• Try it: An exact copy of the data is required; the images should not appear in it.

• Entries supplied:
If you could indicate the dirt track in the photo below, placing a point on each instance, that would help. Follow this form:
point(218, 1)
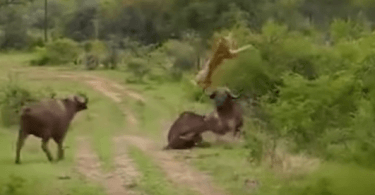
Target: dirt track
point(116, 183)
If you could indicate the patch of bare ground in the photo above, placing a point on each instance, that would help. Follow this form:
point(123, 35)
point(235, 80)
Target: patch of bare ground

• Your response:
If you could indicate the dirt track in the photo below, placing a point on each instance, that would help. Follow this form:
point(218, 1)
Target: dirt track
point(116, 183)
If you could indicate the patch of bare ground in the photo above, placing a point on each instance, that would help. Follow this form:
point(123, 35)
point(235, 80)
Target: patch of bare ground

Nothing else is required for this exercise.